(Parte di un file di dati)
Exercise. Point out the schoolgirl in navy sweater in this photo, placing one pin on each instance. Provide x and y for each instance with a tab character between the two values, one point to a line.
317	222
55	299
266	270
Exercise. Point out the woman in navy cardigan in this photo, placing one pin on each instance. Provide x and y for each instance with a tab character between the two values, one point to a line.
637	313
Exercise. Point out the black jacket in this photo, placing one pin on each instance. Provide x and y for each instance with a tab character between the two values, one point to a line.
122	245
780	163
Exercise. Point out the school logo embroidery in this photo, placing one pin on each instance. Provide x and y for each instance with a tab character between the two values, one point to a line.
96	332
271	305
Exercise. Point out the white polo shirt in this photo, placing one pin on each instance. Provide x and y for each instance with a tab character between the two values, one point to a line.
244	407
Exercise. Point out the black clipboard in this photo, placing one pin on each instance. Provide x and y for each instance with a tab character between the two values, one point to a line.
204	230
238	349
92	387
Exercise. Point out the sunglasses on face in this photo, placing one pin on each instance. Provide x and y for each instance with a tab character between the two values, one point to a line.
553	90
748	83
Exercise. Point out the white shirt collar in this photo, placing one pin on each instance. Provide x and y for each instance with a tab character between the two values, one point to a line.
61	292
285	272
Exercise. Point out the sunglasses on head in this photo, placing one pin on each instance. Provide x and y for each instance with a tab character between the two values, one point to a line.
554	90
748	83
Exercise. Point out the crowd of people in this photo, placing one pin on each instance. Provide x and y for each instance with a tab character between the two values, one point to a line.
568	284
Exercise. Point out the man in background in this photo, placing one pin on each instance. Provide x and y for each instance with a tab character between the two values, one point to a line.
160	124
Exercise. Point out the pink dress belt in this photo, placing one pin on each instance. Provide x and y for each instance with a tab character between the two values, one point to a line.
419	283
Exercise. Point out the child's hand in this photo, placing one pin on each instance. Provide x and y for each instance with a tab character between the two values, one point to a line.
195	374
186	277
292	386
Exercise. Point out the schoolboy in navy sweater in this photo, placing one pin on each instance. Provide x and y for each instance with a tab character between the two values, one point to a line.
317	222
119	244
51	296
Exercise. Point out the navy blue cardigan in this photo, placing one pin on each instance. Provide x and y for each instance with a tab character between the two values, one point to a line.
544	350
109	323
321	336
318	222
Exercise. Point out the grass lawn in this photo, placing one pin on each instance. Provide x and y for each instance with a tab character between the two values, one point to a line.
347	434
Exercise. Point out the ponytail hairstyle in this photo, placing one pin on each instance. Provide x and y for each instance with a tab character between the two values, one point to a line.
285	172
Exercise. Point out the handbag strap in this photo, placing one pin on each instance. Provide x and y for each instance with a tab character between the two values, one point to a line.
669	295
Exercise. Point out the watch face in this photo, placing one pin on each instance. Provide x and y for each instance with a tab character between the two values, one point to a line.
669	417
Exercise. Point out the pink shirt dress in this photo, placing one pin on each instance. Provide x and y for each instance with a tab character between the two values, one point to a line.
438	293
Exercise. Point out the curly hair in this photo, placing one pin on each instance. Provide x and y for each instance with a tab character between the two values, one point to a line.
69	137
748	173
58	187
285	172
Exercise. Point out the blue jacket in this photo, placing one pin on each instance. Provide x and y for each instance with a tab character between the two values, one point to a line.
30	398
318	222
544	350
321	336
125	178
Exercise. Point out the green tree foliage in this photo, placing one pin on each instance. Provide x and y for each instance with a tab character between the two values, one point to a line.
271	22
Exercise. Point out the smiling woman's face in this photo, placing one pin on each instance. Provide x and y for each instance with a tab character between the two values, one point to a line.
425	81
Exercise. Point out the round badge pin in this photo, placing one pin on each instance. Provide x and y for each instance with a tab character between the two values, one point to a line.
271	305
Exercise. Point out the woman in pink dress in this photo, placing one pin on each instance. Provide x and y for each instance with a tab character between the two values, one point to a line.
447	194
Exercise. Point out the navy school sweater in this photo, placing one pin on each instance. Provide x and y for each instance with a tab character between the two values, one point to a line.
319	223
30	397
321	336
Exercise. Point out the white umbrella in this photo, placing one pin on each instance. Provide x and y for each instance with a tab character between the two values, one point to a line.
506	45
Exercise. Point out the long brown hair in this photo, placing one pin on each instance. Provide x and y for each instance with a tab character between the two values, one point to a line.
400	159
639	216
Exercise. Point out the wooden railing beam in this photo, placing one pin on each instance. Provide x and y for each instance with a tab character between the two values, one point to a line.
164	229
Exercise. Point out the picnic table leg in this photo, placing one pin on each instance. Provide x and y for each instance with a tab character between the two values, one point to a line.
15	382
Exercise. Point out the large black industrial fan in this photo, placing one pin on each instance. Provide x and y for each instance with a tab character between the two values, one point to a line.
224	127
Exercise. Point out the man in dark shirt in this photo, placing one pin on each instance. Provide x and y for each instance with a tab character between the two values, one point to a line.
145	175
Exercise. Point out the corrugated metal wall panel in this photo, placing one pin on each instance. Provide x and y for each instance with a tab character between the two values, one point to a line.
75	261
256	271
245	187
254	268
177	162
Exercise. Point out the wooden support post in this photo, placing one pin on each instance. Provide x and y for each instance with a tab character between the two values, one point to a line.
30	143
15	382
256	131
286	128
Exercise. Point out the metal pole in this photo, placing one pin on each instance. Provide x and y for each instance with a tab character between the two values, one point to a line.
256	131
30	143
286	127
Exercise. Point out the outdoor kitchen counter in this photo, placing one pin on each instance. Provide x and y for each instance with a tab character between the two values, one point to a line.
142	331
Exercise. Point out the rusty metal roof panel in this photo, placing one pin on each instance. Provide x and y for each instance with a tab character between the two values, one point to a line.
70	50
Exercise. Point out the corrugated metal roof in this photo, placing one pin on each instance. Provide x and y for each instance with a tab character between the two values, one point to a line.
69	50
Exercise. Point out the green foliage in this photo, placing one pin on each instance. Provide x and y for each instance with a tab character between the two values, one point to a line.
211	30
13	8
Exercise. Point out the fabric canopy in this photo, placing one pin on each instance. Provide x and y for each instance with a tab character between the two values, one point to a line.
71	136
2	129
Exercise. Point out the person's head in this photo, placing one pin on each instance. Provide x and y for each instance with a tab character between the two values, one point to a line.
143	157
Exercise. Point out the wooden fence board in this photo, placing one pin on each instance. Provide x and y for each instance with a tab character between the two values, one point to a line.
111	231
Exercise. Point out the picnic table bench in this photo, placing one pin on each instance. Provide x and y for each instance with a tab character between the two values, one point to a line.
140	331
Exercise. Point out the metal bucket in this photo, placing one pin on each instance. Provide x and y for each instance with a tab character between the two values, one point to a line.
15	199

● **Dettagli esercizio**: Riporta tutte le righe dell'elenco sopra come lista JSON di stringhe, una stringa per riga, omettendo le righe vuote.

● **Risultato**:
[
  "Exercise. Point out the schoolgirl in navy sweater in this photo, placing one pin on each instance. Provide x and y for each instance with a tab character between the two values, one point to a line.",
  "317\t222",
  "55\t299",
  "266\t270",
  "Exercise. Point out the woman in navy cardigan in this photo, placing one pin on each instance. Provide x and y for each instance with a tab character between the two values, one point to a line.",
  "637\t313",
  "Exercise. Point out the black jacket in this photo, placing one pin on each instance. Provide x and y for each instance with a tab character between the two values, one point to a line.",
  "122\t245",
  "780\t163",
  "Exercise. Point out the school logo embroidery in this photo, placing one pin on each instance. Provide x and y for each instance with a tab character between the two values, one point to a line.",
  "96\t332",
  "271\t305",
  "Exercise. Point out the white polo shirt in this photo, placing one pin on each instance. Provide x and y for each instance with a tab character between the two values, one point to a line.",
  "244\t407",
  "Exercise. Point out the black clipboard in this photo, placing one pin on each instance. Provide x and y for each instance with a tab character between the two values, one point to a line.",
  "204\t230",
  "238\t349",
  "92\t387",
  "Exercise. Point out the sunglasses on face in this photo, placing one pin on each instance. Provide x and y for each instance with a tab character between the two values, one point to a line.",
  "553\t90",
  "748\t83",
  "Exercise. Point out the white shirt collar in this photo, placing one pin on each instance. Provide x and y for each instance with a tab character between the two values, one point to a line.",
  "61\t292",
  "285\t272",
  "Exercise. Point out the sunglasses on head in this photo, placing one pin on each instance. Provide x and y for each instance with a tab character between the two values, one point to a line.",
  "554\t90",
  "748\t83",
  "Exercise. Point out the crowd of people in this photo, placing one pin on each instance. Provide x and y for each instance with a tab character between the two values, one point to a line.",
  "568\t284",
  "Exercise. Point out the man in background in this photo, placing one pin on each instance. Provide x and y for each instance with a tab character between the two values, one point to a line.",
  "160\t124",
  "Exercise. Point out the pink dress belt in this photo, placing one pin on each instance. Provide x and y for each instance with a tab character between the two values, one point to a line.",
  "419\t283",
  "Exercise. Point out the child's hand in this photo, placing one pin on each instance. Provide x and y for each instance with a tab character between the two values, one point to a line.",
  "195\t374",
  "186\t277",
  "292\t386",
  "Exercise. Point out the schoolboy in navy sweater in this photo, placing one pin on each instance. Provide x and y for each instance with a tab character between the two values, one point to a line.",
  "317\t222",
  "119\t244",
  "51\t296",
  "Exercise. Point out the navy blue cardigan in this photo, placing one pin on each instance. Provide x and y for each instance with a tab character between the two values, one point to a line.",
  "544\t350",
  "109\t323",
  "321\t336",
  "318\t222",
  "Exercise. Point out the grass lawn in this photo, placing one pin on each instance. Provide x and y for each instance with a tab character between the two values, one point to a line.",
  "347\t434",
  "Exercise. Point out the ponytail hairstyle in this photo, placing one pin on each instance. Provide x and y for each instance with a tab character between the two values, one point to a line.",
  "285\t172",
  "Exercise. Point out the handbag strap in this photo, placing one pin on each instance. Provide x and y for each instance with a tab character between the two values, one point to a line.",
  "669\t295",
  "Exercise. Point out the watch face in this photo, placing one pin on each instance. Provide x and y for each instance with a tab character between the two values, one point to a line.",
  "669\t417",
  "Exercise. Point out the pink shirt dress in this photo, placing one pin on each instance. Provide x and y for each instance with a tab character between the two values, one point to a line.",
  "438\t293",
  "Exercise. Point out the curly hair in this photo, placing one pin on each instance. Provide x and y for each instance with a tab character between the two values, one point to a line.",
  "69\t137",
  "748\t173",
  "58\t187",
  "285\t172",
  "Exercise. Point out the blue jacket in this photo, placing one pin on each instance. Provide x and y for each instance with a tab character between the two values, one point to a line.",
  "30\t398",
  "318\t222",
  "544\t350",
  "321\t336",
  "125\t178",
  "Exercise. Point out the green tree foliage in this photo, placing one pin on each instance. Provide x and y for each instance with a tab character between the two values, one point to a line.",
  "271\t22",
  "Exercise. Point out the smiling woman's face in this photo, placing one pin on each instance. Provide x and y for each instance with a tab character between the two values, one point to a line.",
  "425\t81",
  "Exercise. Point out the round badge pin in this photo, placing one pin on each instance. Provide x and y for each instance with a tab character between the two values, one point to a line.",
  "271\t305",
  "Exercise. Point out the woman in pink dress in this photo, placing one pin on each instance. Provide x and y for each instance with a tab character between the two values, one point to a line.",
  "447\t194",
  "Exercise. Point out the navy school sweater in this photo, placing one pin on each instance. Provide x and y for each instance with a tab character between the two values, one point to a line.",
  "319\t223",
  "30\t397",
  "321\t336",
  "Exercise. Point out the white umbrella in this photo, placing one pin on each instance. Provide x and y for each instance with a tab character between the two values, one point to a line.",
  "506\t45",
  "Exercise. Point out the long brown hair in this photo, placing one pin on each instance. Provide x and y for each instance with a tab character between the two values, one point to a line.",
  "400\t159",
  "639\t216",
  "Exercise. Point out the wooden railing beam in this photo, placing one pin on each instance. Provide x and y for each instance with a tab character between the two values, one point to a line.",
  "164\t229",
  "Exercise. Point out the picnic table leg in this photo, placing one pin on each instance. Provide x and y for each instance with a tab character between the two values, one point to a line.",
  "15\t382",
  "Exercise. Point out the large black industrial fan in this photo, placing one pin on each instance. Provide x and y for each instance with a tab character between the two values, one point to a line.",
  "224\t127",
  "Exercise. Point out the man in dark shirt in this photo, placing one pin on each instance. Provide x and y for each instance with a tab character between the two values, one point to a line.",
  "145\t175",
  "Exercise. Point out the corrugated metal wall panel in this photo, placing one pin on each instance. Provide x and y for each instance with a tab character between the two values, one point to a line.",
  "75\t261",
  "256\t271",
  "245\t187",
  "254\t268",
  "177\t162",
  "Exercise. Point out the wooden support post in this photo, placing one pin on each instance. Provide x and y for each instance with a tab character between the two values, one point to a line.",
  "30\t143",
  "15\t382",
  "256\t131",
  "286\t128",
  "Exercise. Point out the metal pole in this photo, placing one pin on each instance. Provide x and y for each instance with a tab character between the two values, one point to a line.",
  "256\t131",
  "30\t143",
  "286\t127",
  "Exercise. Point out the outdoor kitchen counter in this photo, placing one pin on each instance. Provide x and y for each instance with a tab character between the two values, one point to a line.",
  "142\t331",
  "Exercise. Point out the rusty metal roof panel in this photo, placing one pin on each instance. Provide x and y for each instance with a tab character between the two values, one point to a line.",
  "70\t50",
  "Exercise. Point out the corrugated metal roof in this photo, placing one pin on each instance. Provide x and y for each instance with a tab character between the two values, one point to a line.",
  "69\t50",
  "Exercise. Point out the green foliage in this photo, placing one pin on each instance. Provide x and y for each instance with a tab character between the two values, one point to a line.",
  "211\t30",
  "13\t8",
  "Exercise. Point out the fabric canopy in this photo, placing one pin on each instance. Provide x and y for each instance with a tab character between the two values, one point to a line.",
  "71\t136",
  "2\t129",
  "Exercise. Point out the person's head in this photo, placing one pin on each instance. Provide x and y for each instance with a tab character between the two values, one point to a line.",
  "143\t157",
  "Exercise. Point out the wooden fence board in this photo, placing one pin on each instance. Provide x and y for each instance with a tab character between the two values, one point to a line.",
  "111\t231",
  "Exercise. Point out the picnic table bench in this photo, placing one pin on each instance. Provide x and y for each instance with a tab character between the two values, one point to a line.",
  "140\t331",
  "Exercise. Point out the metal bucket in this photo, placing one pin on each instance. Provide x and y for each instance with a tab character between the two values, one point to a line.",
  "15\t199"
]